### Detalles del ejercicio
Indica cuántas líneas de los registros contienen la cadena "curtain", teniendo en cuenta mayúsculas y minúsculas. Responde solo con el número, por favor.

### Material presentado
# # # #
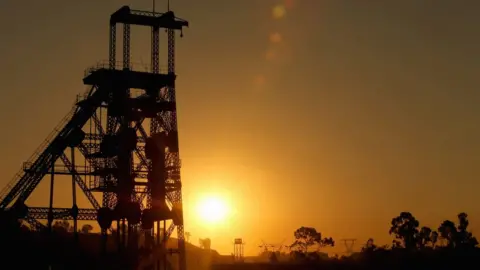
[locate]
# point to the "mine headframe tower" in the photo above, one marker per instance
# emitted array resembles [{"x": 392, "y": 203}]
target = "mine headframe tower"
[{"x": 125, "y": 128}]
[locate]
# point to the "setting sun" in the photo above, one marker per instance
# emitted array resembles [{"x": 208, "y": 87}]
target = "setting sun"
[{"x": 212, "y": 209}]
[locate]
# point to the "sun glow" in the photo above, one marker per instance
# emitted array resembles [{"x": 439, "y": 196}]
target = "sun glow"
[{"x": 213, "y": 209}]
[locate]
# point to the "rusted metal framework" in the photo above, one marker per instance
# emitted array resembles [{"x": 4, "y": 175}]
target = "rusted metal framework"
[{"x": 124, "y": 129}]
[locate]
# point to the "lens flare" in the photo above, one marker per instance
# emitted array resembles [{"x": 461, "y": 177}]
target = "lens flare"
[
  {"x": 279, "y": 11},
  {"x": 276, "y": 37}
]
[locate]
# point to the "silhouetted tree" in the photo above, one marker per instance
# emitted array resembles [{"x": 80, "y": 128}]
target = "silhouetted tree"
[
  {"x": 369, "y": 246},
  {"x": 306, "y": 237},
  {"x": 405, "y": 228},
  {"x": 424, "y": 237},
  {"x": 448, "y": 232},
  {"x": 465, "y": 238}
]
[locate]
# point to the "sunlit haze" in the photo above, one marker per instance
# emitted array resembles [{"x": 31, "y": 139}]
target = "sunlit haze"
[{"x": 335, "y": 114}]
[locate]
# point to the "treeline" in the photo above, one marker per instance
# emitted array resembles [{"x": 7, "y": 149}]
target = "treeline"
[{"x": 450, "y": 246}]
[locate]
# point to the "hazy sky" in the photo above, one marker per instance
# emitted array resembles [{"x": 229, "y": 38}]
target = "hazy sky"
[{"x": 338, "y": 115}]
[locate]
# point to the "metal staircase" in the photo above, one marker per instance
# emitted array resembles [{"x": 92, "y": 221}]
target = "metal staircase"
[{"x": 25, "y": 181}]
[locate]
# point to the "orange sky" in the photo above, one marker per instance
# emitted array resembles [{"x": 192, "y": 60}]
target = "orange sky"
[{"x": 333, "y": 114}]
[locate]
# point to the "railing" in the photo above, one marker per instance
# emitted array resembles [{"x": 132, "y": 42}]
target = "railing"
[
  {"x": 37, "y": 153},
  {"x": 119, "y": 66}
]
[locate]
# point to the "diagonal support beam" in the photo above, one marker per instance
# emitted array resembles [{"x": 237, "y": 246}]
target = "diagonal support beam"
[{"x": 80, "y": 182}]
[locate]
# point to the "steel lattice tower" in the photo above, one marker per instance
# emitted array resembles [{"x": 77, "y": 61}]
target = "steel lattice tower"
[{"x": 125, "y": 128}]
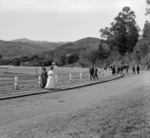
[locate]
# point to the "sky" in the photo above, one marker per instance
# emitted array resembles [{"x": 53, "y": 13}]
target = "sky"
[{"x": 62, "y": 20}]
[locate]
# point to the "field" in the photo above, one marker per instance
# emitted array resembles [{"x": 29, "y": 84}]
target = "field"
[{"x": 28, "y": 77}]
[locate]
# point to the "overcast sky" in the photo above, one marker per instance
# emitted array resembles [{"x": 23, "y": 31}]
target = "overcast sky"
[{"x": 62, "y": 20}]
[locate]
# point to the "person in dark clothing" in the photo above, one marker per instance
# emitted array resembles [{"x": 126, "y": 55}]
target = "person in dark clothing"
[
  {"x": 95, "y": 73},
  {"x": 133, "y": 69},
  {"x": 44, "y": 78},
  {"x": 91, "y": 71},
  {"x": 138, "y": 69}
]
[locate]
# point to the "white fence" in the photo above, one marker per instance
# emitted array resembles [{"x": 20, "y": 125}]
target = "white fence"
[{"x": 60, "y": 79}]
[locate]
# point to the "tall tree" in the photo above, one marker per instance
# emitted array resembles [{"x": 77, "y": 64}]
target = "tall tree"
[
  {"x": 123, "y": 33},
  {"x": 146, "y": 30}
]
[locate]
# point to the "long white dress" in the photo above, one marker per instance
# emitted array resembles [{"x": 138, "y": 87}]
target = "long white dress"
[{"x": 50, "y": 81}]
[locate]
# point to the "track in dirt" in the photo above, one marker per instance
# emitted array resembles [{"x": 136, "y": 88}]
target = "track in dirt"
[{"x": 109, "y": 109}]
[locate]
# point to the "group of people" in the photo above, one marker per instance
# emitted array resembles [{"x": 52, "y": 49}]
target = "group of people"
[
  {"x": 47, "y": 79},
  {"x": 136, "y": 69},
  {"x": 93, "y": 71}
]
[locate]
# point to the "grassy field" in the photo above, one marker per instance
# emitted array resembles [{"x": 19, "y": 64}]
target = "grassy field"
[{"x": 28, "y": 77}]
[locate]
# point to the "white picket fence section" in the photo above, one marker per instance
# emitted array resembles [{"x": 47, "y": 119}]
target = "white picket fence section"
[{"x": 60, "y": 79}]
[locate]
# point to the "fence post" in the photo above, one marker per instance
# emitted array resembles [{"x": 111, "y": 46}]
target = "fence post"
[
  {"x": 70, "y": 78},
  {"x": 80, "y": 76},
  {"x": 39, "y": 81},
  {"x": 16, "y": 82},
  {"x": 56, "y": 81}
]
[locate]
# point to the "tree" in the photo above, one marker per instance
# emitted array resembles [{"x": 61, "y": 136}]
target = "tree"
[
  {"x": 123, "y": 33},
  {"x": 1, "y": 56},
  {"x": 146, "y": 30},
  {"x": 147, "y": 9},
  {"x": 103, "y": 50}
]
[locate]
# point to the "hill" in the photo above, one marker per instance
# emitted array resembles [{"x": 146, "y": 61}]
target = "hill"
[
  {"x": 25, "y": 47},
  {"x": 78, "y": 46}
]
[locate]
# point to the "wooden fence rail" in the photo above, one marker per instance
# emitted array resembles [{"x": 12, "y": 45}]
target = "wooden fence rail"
[{"x": 60, "y": 79}]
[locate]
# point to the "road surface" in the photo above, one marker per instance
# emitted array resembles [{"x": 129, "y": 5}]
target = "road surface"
[{"x": 119, "y": 108}]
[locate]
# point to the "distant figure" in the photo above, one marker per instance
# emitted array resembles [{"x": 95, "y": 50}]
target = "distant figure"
[
  {"x": 127, "y": 69},
  {"x": 95, "y": 73},
  {"x": 138, "y": 69},
  {"x": 113, "y": 70},
  {"x": 91, "y": 71},
  {"x": 51, "y": 80},
  {"x": 133, "y": 69},
  {"x": 43, "y": 78}
]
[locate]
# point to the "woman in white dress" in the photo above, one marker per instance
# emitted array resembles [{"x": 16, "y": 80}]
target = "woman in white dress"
[{"x": 51, "y": 80}]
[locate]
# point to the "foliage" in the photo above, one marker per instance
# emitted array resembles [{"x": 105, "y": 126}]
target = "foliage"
[
  {"x": 142, "y": 49},
  {"x": 147, "y": 9},
  {"x": 146, "y": 30},
  {"x": 1, "y": 56},
  {"x": 123, "y": 33},
  {"x": 103, "y": 50}
]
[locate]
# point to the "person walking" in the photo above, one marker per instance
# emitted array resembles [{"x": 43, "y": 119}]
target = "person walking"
[
  {"x": 51, "y": 80},
  {"x": 91, "y": 71},
  {"x": 95, "y": 73},
  {"x": 138, "y": 69},
  {"x": 133, "y": 69},
  {"x": 43, "y": 78}
]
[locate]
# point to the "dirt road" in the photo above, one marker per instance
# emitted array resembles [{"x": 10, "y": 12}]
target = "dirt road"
[{"x": 117, "y": 109}]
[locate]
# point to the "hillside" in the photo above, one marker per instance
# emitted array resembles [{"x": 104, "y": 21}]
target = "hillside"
[
  {"x": 25, "y": 47},
  {"x": 78, "y": 46}
]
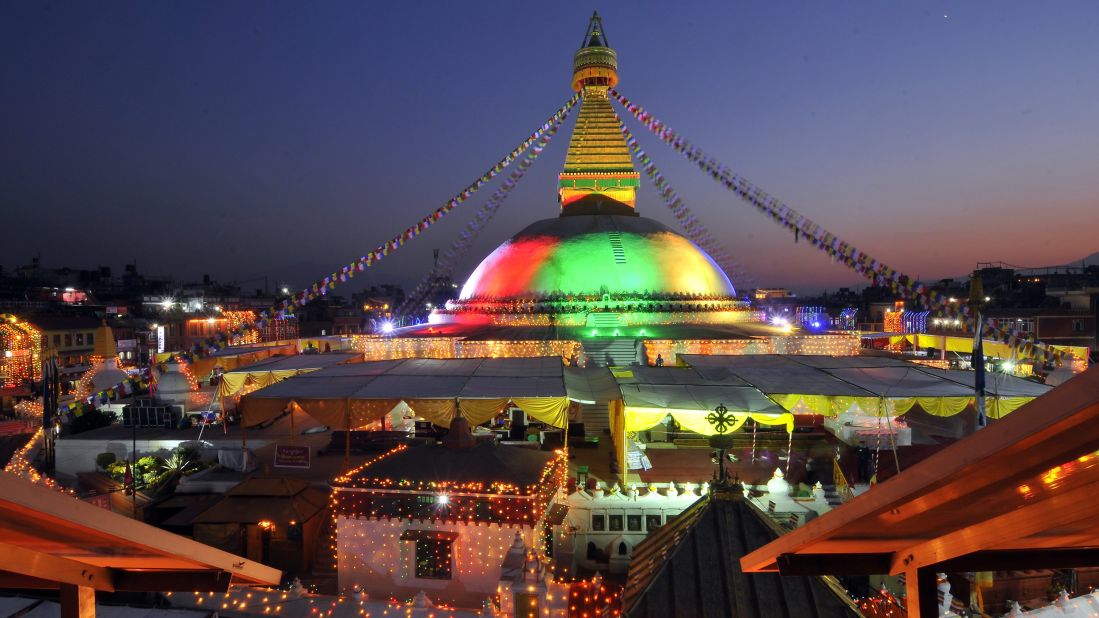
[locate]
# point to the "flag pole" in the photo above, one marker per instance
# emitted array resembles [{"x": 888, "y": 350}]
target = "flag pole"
[{"x": 978, "y": 381}]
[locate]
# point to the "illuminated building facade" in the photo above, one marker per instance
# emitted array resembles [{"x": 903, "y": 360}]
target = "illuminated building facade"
[
  {"x": 444, "y": 521},
  {"x": 20, "y": 352}
]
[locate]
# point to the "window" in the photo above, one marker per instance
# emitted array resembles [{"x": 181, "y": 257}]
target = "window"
[
  {"x": 598, "y": 522},
  {"x": 433, "y": 559},
  {"x": 652, "y": 522},
  {"x": 547, "y": 539},
  {"x": 592, "y": 551},
  {"x": 615, "y": 521}
]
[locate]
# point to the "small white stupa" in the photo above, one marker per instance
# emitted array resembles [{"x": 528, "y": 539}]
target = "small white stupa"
[
  {"x": 106, "y": 374},
  {"x": 778, "y": 487}
]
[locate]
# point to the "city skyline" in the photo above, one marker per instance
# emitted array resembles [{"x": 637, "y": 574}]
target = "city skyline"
[{"x": 228, "y": 141}]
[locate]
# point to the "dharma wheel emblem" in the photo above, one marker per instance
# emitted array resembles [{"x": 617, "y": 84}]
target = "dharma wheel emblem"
[{"x": 720, "y": 418}]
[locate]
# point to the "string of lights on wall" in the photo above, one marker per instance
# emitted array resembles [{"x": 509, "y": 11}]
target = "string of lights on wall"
[{"x": 20, "y": 351}]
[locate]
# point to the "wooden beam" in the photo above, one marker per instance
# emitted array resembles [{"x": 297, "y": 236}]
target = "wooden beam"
[
  {"x": 77, "y": 602},
  {"x": 999, "y": 454},
  {"x": 834, "y": 564},
  {"x": 20, "y": 500},
  {"x": 173, "y": 581},
  {"x": 1058, "y": 509},
  {"x": 30, "y": 563},
  {"x": 17, "y": 581}
]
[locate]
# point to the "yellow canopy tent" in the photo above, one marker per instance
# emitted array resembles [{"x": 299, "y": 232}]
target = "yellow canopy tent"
[{"x": 275, "y": 370}]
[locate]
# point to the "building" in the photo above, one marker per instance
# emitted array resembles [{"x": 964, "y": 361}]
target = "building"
[
  {"x": 71, "y": 339},
  {"x": 442, "y": 518},
  {"x": 276, "y": 521},
  {"x": 20, "y": 352},
  {"x": 691, "y": 567}
]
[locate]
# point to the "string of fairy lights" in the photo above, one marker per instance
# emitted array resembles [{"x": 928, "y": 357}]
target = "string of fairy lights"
[
  {"x": 20, "y": 351},
  {"x": 833, "y": 245},
  {"x": 484, "y": 518}
]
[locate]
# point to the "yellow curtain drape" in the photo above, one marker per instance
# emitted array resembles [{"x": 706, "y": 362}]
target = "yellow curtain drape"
[
  {"x": 943, "y": 406},
  {"x": 777, "y": 418},
  {"x": 695, "y": 420},
  {"x": 640, "y": 419},
  {"x": 231, "y": 384},
  {"x": 479, "y": 410},
  {"x": 999, "y": 407},
  {"x": 552, "y": 410},
  {"x": 439, "y": 411},
  {"x": 816, "y": 404}
]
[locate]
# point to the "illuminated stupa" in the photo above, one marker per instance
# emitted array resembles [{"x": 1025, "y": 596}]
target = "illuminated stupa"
[
  {"x": 599, "y": 254},
  {"x": 599, "y": 283}
]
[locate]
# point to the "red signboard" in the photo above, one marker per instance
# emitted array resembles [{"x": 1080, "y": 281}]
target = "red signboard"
[
  {"x": 291, "y": 456},
  {"x": 102, "y": 500}
]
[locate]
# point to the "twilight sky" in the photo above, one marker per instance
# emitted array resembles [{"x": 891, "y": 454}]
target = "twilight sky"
[{"x": 285, "y": 139}]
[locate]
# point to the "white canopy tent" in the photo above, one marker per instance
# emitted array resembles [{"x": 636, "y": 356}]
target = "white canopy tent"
[{"x": 348, "y": 396}]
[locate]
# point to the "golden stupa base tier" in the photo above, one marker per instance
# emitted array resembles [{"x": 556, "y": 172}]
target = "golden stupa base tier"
[{"x": 624, "y": 195}]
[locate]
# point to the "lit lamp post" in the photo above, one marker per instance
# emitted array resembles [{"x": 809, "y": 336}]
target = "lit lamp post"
# # # #
### Respuesta
2